What the task requires:
Copy the records below word for word, from the first line up to and including the line that contains "point(464, 878)".

-------- Extracted material --------

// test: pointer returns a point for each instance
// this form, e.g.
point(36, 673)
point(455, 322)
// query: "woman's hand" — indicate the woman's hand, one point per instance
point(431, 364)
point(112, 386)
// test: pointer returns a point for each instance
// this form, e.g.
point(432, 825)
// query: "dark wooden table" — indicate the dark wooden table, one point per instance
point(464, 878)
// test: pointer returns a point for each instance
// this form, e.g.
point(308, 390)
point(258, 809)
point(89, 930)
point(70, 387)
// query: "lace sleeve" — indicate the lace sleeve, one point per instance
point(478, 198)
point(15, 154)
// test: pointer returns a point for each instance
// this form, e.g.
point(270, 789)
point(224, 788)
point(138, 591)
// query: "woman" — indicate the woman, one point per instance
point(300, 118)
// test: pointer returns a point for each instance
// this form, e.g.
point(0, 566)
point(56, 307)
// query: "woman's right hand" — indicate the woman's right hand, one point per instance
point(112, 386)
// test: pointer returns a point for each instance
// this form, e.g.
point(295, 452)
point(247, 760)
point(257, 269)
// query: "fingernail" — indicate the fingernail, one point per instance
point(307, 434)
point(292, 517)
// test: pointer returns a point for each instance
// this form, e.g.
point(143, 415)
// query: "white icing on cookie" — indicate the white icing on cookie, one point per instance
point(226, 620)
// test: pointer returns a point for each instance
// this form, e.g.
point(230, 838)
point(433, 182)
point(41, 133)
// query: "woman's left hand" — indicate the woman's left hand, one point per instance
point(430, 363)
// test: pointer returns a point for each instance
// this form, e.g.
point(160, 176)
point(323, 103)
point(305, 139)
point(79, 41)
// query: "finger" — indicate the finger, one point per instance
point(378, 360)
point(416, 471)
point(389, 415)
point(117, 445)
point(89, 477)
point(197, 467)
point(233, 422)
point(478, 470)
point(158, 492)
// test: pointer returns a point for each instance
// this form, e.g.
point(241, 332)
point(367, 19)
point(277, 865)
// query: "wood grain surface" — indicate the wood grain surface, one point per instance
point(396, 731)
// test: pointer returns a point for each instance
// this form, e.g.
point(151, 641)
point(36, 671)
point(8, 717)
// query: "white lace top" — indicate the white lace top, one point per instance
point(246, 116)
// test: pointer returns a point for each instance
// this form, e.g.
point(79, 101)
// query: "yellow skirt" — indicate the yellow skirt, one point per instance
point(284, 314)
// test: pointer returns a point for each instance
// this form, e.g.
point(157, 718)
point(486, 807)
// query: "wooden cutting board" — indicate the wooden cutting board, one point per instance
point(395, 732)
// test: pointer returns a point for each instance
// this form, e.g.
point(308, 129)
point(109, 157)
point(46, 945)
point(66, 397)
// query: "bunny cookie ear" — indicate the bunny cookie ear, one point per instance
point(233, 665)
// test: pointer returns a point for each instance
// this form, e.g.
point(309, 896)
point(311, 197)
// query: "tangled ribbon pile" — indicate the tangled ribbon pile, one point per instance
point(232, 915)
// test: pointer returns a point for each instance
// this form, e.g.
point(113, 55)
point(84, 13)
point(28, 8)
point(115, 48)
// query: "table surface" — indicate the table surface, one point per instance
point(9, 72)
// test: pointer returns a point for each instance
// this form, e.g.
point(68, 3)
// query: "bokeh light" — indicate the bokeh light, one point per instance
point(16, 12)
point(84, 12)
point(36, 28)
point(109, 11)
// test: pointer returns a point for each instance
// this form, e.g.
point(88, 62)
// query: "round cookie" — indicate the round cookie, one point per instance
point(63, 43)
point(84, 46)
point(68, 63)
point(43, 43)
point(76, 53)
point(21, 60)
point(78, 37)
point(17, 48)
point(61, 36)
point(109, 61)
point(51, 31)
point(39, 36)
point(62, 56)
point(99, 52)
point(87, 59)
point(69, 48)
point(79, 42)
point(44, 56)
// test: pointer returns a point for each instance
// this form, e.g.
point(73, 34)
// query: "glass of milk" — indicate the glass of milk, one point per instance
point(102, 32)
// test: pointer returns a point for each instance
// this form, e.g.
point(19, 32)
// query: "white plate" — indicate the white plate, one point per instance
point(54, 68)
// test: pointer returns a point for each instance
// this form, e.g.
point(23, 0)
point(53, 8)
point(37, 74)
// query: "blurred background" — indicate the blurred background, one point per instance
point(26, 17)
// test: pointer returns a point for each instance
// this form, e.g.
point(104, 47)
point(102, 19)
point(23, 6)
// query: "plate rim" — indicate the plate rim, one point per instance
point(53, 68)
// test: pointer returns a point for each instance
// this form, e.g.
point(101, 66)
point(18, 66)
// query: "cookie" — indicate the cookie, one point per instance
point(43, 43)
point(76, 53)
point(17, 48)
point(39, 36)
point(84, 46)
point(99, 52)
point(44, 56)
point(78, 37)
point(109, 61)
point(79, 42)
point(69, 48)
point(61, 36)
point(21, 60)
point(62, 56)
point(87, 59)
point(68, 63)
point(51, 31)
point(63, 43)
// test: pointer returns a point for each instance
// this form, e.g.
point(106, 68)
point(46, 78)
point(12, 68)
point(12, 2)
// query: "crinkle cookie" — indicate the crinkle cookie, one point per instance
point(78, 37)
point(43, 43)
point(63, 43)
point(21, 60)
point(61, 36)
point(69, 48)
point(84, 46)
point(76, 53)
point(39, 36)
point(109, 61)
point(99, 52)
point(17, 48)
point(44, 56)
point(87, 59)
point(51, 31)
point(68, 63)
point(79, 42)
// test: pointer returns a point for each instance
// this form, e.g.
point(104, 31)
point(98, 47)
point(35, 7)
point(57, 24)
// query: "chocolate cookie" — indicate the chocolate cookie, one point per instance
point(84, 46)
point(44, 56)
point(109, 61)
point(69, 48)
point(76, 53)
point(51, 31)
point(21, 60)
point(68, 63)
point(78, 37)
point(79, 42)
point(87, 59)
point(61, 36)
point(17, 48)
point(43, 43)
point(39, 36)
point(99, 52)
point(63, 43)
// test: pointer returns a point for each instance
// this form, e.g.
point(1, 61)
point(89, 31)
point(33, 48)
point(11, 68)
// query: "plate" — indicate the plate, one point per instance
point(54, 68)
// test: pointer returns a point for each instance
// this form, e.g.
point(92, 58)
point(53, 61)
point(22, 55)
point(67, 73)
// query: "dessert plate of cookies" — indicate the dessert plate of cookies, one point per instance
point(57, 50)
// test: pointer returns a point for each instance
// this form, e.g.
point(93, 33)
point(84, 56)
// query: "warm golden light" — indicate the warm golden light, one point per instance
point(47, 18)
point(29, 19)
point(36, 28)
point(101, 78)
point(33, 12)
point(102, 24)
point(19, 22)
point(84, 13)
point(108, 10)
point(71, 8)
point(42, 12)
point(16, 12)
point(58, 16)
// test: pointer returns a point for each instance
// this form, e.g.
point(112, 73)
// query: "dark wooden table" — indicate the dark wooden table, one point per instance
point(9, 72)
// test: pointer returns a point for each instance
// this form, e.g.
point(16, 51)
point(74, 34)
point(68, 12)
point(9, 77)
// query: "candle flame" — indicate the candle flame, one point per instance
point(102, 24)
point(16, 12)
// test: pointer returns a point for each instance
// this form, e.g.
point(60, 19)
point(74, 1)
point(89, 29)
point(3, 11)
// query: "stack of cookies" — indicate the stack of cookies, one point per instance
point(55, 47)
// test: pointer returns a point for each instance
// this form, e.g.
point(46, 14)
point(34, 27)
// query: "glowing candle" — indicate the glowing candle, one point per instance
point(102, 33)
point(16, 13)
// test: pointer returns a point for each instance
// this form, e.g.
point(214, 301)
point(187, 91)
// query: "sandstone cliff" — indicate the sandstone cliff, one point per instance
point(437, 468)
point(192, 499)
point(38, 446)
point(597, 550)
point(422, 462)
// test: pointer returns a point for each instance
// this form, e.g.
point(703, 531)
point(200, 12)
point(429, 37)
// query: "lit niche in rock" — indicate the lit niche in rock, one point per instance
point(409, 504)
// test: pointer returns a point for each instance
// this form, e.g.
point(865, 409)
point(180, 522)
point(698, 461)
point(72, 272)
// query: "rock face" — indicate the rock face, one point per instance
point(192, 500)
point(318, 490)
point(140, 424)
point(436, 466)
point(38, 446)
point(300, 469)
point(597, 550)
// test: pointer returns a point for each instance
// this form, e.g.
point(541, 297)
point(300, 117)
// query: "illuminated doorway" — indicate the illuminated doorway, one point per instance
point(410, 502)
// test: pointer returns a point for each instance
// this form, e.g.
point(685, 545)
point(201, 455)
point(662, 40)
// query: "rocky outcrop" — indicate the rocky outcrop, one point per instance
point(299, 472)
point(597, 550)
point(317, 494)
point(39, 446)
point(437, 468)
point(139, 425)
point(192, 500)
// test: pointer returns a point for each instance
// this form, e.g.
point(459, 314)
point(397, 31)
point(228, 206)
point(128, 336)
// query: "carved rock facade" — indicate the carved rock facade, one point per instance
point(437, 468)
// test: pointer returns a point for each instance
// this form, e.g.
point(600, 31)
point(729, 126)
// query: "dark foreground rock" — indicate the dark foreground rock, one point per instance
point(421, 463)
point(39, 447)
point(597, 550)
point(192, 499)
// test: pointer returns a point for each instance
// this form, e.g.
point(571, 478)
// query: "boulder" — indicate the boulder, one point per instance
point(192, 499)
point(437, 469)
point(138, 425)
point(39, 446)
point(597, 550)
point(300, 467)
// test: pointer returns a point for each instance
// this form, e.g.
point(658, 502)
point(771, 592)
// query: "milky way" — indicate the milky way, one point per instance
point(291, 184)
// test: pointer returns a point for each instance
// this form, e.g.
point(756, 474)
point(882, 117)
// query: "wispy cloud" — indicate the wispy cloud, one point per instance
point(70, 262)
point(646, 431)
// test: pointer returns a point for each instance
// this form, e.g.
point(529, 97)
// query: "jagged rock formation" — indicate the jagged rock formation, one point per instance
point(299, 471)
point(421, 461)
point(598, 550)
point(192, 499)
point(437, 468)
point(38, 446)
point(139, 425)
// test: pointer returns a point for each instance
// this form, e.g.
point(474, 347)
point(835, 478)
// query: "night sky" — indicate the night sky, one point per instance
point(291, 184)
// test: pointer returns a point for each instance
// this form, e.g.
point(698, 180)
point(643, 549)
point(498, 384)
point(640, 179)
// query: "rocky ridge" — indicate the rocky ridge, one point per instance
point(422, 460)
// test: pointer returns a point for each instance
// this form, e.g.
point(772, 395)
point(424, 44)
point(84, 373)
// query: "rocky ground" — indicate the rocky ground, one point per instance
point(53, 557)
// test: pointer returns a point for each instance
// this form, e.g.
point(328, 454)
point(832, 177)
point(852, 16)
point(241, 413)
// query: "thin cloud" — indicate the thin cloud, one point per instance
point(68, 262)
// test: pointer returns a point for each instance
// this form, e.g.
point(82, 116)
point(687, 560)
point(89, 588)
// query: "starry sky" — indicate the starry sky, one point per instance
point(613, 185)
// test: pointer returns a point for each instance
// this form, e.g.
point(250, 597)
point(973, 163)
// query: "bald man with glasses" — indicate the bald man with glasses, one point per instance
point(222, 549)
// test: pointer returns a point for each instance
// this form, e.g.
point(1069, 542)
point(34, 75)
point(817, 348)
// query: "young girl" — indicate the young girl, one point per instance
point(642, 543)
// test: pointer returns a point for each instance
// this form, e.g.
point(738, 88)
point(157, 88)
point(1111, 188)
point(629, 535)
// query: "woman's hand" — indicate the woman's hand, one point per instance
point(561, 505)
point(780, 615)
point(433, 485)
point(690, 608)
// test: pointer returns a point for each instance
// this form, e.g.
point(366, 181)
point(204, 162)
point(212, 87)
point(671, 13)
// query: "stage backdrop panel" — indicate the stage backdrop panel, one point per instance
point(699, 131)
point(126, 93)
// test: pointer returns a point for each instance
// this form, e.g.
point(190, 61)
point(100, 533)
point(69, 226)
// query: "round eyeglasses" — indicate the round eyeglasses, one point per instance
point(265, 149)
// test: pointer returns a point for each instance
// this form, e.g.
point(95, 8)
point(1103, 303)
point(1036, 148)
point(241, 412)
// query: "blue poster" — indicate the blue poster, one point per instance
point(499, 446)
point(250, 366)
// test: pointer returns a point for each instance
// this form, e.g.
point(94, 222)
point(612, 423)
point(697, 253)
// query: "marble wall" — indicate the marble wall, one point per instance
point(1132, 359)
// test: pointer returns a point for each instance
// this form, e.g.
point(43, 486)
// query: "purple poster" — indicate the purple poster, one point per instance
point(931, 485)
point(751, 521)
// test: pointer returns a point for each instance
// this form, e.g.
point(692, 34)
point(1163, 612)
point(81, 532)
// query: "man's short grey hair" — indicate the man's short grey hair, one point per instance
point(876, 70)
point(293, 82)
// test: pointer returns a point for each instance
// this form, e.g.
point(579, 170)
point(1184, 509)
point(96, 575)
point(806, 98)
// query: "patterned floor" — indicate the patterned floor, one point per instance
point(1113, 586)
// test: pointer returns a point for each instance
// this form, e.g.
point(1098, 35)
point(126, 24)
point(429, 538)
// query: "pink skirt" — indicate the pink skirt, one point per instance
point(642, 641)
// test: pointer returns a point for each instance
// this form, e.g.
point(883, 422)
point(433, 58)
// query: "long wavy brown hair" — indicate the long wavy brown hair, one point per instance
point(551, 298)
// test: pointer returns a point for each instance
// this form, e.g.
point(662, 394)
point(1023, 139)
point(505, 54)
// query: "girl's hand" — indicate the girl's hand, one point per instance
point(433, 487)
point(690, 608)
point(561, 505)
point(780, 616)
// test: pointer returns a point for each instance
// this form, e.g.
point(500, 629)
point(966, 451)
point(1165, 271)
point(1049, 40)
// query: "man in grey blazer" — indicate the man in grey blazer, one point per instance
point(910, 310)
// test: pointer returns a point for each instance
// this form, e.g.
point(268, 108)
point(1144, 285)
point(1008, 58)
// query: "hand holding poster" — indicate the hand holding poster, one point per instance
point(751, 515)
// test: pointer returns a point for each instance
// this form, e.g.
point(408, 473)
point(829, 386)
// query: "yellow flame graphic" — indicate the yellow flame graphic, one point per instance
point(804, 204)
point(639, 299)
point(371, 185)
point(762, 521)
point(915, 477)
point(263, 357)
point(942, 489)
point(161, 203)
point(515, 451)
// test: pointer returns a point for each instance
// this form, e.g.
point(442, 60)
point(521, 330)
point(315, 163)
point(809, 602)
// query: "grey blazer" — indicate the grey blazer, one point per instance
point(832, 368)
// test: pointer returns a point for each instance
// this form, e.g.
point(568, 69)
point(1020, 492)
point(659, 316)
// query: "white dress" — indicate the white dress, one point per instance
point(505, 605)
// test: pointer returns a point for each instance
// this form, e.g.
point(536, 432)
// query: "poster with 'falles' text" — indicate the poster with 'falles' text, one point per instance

--------

Exercise result:
// test: pointer returns a point for each instance
// this form, e.g.
point(36, 673)
point(455, 322)
// query: "woman's hand" — indicate the woman's hand, one point per instance
point(431, 364)
point(112, 386)
// test: pointer returns a point for each instance
// this form, e.g.
point(432, 825)
// query: "dark wooden table" — indicate the dark wooden table, one point per instance
point(464, 878)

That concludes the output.